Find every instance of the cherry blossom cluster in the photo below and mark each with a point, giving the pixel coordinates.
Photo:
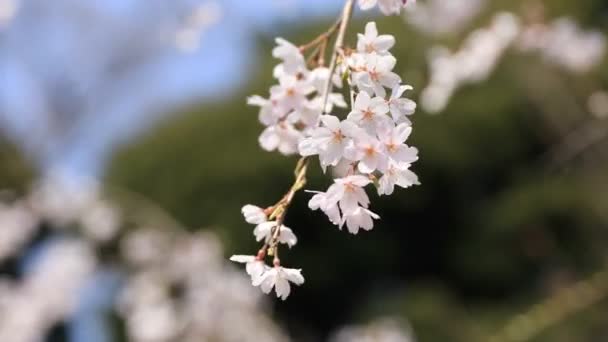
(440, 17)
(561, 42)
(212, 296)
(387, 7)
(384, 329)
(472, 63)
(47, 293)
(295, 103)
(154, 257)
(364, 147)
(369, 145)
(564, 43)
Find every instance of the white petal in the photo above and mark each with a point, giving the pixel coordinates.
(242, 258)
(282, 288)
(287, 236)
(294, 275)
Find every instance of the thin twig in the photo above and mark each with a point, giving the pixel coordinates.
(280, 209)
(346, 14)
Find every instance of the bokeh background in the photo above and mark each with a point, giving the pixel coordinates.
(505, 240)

...

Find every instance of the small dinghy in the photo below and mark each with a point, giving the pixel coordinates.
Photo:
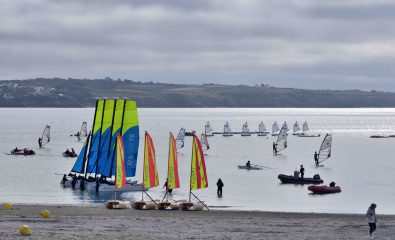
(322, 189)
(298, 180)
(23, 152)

* * *

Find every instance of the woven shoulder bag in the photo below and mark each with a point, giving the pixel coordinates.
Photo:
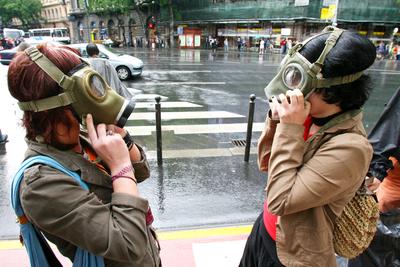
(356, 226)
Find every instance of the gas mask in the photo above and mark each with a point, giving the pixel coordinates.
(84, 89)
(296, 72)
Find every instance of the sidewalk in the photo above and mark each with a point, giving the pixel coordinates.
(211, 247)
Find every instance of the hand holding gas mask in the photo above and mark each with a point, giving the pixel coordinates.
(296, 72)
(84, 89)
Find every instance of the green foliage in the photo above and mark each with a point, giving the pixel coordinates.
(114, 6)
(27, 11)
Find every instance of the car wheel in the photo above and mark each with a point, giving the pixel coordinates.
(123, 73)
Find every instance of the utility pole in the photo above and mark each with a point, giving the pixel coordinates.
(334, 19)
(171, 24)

Aim - Report each line in the items above that contains the word "below".

The completed task -
Find every instance of the cherry blossom cluster in the photo below and mark each with a point, giving the pixel coordinates.
Find every instance of the small dinghy in the photo below and mark each with a point, giving the pixel coordinates.
Find every instance of the woven shoulder bag in the photo below and mark each with a point, giving the pixel coordinates.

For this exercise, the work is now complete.